Selected passage —
BEGIN

I work for a medium size fire department. We have 8 stations and approx. 100 personel. I see NFPA as a friend 99% of the time. The only foe side I see is just what was mentioned in one of the previous posts about the apparatus manufacturers feeling their equipment is becoming too expensive to build. My department recently purchased and will soon receive four new Class A pumpers at a cost of approx. 275,000 a piece. The dealer for these pumpers told our chief that after Jan. 1 when the newest NFPA standards go into effect that those same pumpers would cost in excess of 325,000. Thats a big jump to be taking from year to year. And with the economic times and cash strapped governments thats an even bigger punch to the taxpayers wallet. I truly do not believe in sacrificing safety at all. But with the continued increased costs of just building a pumper plus the costs of NFPA upgrades it could very well force departments into keeping a sub-par appartus on the road which in turn negates the intended effect of NFPA's efforts.

END

Exercise task 1 — Render this sentence from the fire department post in Spanish: "I truly do not believe in sacrificing safety at all."
The rows that come next have no connection to the fire department post.

Material for this exercise —
BEGIN

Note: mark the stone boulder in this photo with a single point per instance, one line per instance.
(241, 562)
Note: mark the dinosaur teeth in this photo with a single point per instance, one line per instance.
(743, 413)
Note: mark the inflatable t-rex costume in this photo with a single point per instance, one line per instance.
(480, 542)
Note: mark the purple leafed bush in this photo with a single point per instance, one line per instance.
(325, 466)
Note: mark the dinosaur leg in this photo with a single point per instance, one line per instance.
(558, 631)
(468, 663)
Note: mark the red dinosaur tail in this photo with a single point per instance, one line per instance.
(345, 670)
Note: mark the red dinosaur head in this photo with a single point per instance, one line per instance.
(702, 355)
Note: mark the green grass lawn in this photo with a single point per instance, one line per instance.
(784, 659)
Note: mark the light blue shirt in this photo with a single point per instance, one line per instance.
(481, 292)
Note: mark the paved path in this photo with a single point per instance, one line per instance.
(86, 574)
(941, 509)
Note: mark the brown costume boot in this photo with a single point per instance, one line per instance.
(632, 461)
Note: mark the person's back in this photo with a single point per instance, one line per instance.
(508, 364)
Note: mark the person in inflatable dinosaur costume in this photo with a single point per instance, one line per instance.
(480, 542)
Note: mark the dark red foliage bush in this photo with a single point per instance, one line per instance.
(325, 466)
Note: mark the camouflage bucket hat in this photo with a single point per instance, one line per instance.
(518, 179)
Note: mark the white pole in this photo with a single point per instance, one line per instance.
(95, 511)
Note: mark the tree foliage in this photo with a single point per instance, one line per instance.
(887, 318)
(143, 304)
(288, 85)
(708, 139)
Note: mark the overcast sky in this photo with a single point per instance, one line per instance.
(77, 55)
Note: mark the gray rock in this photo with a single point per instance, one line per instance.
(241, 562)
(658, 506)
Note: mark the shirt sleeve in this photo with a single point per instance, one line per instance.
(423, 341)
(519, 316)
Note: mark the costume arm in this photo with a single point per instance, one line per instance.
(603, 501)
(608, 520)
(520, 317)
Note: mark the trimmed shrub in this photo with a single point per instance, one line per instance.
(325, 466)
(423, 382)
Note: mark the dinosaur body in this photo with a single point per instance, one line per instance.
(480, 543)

END

Exercise task 2 — Recast the rows as a numbered list, starting at the row that contains "Note: mark the white" and stopping after the final row, with blank lines omitted.

Complete output 1 — Realmente no creo en sacrificar la seguridad en absoluto.

Complete output 2 —
1. Note: mark the white pole in this photo with a single point per instance, one line per instance.
2. (95, 511)
3. Note: mark the tree foliage in this photo with a single point per instance, one line per instance.
4. (887, 318)
5. (143, 304)
6. (288, 85)
7. (708, 139)
8. Note: mark the overcast sky in this photo with a single point per instance, one line per instance.
9. (77, 55)
10. Note: mark the gray rock in this photo with a single point per instance, one line per instance.
11. (241, 562)
12. (658, 506)
13. Note: mark the shirt sleeve in this photo with a single point per instance, one line per instance.
14. (423, 341)
15. (519, 316)
16. Note: mark the costume arm in this photo with a single point per instance, one line per instance.
17. (603, 501)
18. (608, 520)
19. (520, 317)
20. Note: mark the trimmed shrub in this photo with a single point per instance, one line per instance.
21. (325, 466)
22. (423, 382)
23. Note: mark the dinosaur body in this photo with a single point per instance, one line per instance.
24. (480, 543)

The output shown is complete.